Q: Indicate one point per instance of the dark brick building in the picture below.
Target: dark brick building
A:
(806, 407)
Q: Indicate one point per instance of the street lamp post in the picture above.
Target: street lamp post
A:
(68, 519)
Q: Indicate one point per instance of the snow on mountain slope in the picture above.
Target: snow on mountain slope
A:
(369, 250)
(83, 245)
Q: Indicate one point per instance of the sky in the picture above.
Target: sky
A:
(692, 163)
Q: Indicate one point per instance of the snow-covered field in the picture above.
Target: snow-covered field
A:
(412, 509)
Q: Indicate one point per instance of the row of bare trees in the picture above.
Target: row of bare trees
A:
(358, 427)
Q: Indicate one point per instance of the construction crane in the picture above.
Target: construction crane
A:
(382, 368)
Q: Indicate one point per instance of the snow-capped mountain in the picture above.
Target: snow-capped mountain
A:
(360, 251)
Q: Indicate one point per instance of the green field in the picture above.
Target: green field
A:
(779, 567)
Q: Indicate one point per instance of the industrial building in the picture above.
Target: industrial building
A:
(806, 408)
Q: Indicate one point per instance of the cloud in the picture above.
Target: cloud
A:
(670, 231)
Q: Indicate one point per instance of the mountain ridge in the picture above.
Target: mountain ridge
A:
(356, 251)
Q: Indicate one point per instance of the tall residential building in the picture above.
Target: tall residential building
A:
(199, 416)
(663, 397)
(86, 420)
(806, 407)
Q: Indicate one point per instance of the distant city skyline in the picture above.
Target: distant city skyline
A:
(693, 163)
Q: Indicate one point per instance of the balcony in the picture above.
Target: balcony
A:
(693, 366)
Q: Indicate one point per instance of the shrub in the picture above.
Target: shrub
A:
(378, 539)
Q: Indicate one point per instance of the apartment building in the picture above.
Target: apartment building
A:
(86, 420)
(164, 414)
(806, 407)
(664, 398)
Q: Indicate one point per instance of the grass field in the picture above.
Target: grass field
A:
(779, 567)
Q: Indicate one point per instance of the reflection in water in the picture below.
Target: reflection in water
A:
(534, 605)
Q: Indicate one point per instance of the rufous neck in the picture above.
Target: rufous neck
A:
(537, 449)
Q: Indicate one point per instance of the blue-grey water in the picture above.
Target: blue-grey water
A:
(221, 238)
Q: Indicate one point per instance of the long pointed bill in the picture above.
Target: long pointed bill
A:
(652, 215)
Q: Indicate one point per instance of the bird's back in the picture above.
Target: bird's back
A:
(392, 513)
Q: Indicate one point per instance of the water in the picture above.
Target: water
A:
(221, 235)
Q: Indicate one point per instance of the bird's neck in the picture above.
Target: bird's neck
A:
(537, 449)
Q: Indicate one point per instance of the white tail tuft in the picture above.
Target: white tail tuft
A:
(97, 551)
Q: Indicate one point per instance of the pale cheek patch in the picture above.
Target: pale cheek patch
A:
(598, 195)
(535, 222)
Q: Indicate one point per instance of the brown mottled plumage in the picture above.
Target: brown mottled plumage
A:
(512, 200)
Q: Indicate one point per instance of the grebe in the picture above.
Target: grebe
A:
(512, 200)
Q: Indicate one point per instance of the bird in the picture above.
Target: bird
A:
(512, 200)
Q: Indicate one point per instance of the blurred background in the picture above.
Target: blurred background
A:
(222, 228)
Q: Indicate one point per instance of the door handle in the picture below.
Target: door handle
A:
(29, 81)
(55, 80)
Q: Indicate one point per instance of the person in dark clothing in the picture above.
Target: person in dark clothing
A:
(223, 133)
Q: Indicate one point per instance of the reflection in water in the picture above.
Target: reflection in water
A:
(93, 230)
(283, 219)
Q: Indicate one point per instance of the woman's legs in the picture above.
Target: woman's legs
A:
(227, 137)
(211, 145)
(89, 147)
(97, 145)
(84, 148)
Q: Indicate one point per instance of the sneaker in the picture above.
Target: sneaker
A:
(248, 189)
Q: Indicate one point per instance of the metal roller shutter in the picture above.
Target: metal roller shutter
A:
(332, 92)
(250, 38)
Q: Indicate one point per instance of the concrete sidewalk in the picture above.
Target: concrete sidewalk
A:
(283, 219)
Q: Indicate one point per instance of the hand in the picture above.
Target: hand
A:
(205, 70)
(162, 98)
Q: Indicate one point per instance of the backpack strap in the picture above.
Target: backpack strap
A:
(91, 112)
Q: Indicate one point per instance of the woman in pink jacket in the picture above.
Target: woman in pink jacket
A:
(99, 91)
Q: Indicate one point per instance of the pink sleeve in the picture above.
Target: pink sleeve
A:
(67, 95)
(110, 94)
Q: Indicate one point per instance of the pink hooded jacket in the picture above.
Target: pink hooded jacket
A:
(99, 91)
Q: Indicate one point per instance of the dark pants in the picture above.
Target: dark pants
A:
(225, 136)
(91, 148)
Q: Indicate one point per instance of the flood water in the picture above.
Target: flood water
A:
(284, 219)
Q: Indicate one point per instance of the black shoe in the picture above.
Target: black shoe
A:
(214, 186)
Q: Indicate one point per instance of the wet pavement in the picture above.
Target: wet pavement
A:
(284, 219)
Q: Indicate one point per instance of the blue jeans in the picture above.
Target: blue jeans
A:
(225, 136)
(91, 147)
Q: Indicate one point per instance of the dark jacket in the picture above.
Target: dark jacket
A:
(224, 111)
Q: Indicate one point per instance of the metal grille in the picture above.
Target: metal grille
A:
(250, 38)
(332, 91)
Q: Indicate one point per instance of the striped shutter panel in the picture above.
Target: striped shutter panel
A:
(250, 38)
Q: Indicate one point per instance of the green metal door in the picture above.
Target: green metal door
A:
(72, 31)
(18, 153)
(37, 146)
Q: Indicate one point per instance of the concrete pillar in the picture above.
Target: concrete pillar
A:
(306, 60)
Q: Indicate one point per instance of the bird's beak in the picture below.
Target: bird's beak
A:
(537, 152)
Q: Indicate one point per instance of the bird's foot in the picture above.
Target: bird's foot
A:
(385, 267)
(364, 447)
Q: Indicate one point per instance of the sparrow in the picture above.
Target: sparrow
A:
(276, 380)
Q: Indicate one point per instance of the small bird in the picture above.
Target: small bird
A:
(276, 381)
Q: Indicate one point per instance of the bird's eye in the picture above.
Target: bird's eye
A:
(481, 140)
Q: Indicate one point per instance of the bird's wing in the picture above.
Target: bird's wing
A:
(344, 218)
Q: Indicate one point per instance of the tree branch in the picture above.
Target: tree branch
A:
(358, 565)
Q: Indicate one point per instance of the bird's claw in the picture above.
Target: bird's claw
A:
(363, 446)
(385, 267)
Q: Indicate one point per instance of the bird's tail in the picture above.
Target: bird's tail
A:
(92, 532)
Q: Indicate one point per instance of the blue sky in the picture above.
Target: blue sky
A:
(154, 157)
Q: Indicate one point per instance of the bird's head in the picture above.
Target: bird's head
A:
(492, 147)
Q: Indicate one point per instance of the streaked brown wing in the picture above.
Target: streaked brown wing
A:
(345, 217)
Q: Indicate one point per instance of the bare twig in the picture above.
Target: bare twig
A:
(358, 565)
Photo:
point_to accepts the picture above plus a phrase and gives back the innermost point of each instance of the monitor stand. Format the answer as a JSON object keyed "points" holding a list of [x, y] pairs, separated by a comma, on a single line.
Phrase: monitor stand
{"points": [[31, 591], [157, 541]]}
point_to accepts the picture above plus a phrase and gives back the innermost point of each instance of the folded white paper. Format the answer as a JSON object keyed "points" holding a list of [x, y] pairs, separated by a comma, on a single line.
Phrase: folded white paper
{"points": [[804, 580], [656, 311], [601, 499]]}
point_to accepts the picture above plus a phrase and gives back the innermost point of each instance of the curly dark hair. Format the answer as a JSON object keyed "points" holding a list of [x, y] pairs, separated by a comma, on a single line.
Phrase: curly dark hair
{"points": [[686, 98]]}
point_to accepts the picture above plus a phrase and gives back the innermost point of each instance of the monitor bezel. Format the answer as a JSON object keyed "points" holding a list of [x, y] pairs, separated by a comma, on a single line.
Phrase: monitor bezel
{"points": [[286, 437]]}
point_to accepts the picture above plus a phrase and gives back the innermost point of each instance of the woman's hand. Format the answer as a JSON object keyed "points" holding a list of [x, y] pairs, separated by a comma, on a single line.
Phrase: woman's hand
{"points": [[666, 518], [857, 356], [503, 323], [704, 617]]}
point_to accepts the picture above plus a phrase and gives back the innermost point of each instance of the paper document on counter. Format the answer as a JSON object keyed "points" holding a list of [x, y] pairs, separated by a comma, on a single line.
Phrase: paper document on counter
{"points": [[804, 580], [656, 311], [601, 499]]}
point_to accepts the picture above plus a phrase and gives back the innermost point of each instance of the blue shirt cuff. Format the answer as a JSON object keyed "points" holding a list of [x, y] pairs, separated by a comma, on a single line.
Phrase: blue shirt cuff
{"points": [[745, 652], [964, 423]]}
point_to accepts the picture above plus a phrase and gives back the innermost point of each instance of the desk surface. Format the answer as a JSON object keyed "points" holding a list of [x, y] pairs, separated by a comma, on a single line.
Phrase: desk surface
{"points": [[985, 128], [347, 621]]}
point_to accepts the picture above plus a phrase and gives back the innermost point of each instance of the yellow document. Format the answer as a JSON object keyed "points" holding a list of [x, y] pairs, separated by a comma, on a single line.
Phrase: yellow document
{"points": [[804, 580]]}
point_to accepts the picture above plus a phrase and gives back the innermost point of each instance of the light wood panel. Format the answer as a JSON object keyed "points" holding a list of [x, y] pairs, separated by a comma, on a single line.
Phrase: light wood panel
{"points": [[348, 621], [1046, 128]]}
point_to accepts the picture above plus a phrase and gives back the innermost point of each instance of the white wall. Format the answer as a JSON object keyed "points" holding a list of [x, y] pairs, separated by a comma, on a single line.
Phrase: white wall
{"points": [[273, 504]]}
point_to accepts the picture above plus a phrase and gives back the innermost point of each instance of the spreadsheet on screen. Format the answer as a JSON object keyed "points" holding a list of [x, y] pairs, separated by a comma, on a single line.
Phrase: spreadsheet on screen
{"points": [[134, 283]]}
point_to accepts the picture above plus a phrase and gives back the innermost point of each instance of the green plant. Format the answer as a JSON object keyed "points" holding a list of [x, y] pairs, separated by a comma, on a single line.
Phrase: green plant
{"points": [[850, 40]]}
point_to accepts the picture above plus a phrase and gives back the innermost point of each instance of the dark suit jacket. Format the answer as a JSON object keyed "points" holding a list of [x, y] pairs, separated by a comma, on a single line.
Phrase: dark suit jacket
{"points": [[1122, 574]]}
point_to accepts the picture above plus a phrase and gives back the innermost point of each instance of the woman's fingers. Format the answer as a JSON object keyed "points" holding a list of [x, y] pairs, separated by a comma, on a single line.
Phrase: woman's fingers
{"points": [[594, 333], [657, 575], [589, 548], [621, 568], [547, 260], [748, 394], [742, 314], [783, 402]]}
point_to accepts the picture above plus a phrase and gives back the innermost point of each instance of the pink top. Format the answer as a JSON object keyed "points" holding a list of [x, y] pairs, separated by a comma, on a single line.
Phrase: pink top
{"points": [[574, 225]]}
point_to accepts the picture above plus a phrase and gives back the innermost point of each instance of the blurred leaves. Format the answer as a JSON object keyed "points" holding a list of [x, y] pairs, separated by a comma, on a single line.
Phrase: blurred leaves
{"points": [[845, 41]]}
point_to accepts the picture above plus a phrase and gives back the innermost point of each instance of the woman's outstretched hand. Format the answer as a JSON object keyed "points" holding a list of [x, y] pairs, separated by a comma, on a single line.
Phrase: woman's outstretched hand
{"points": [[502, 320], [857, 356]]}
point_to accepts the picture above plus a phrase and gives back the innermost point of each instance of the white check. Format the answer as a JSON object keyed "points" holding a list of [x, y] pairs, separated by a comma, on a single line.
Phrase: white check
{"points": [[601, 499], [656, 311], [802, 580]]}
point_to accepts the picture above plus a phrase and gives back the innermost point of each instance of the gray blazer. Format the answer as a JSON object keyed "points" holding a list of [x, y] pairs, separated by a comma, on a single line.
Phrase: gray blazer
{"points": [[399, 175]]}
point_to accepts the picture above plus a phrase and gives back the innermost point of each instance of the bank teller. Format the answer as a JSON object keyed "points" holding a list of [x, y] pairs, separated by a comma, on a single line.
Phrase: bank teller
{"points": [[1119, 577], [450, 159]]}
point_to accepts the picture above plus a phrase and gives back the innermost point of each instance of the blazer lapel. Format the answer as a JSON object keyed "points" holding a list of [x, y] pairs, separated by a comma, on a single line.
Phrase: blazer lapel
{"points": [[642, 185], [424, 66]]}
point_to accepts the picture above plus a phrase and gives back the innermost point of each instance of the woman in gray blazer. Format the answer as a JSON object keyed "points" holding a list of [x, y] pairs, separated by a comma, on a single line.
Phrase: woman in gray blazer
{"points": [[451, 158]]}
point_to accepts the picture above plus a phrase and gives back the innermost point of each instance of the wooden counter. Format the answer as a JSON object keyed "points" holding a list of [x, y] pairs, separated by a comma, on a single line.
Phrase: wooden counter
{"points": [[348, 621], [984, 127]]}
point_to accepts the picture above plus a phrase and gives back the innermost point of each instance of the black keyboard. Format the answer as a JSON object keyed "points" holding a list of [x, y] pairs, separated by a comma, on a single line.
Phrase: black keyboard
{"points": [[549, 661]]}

- - - - -

What to work on: The word "snow" appears in some lines above. Return every one of those lines.

Exercise result:
Q: Indicate one point per instance of the snow on mountain slope in the picture above.
Target: snow on mountain slope
Q: Indicate one point per instance of the snow-covered field in the picture above.
Target: snow-covered field
Q: Indicate one point per instance of the snow-capped mountain in the picture above.
Target: snow-capped mountain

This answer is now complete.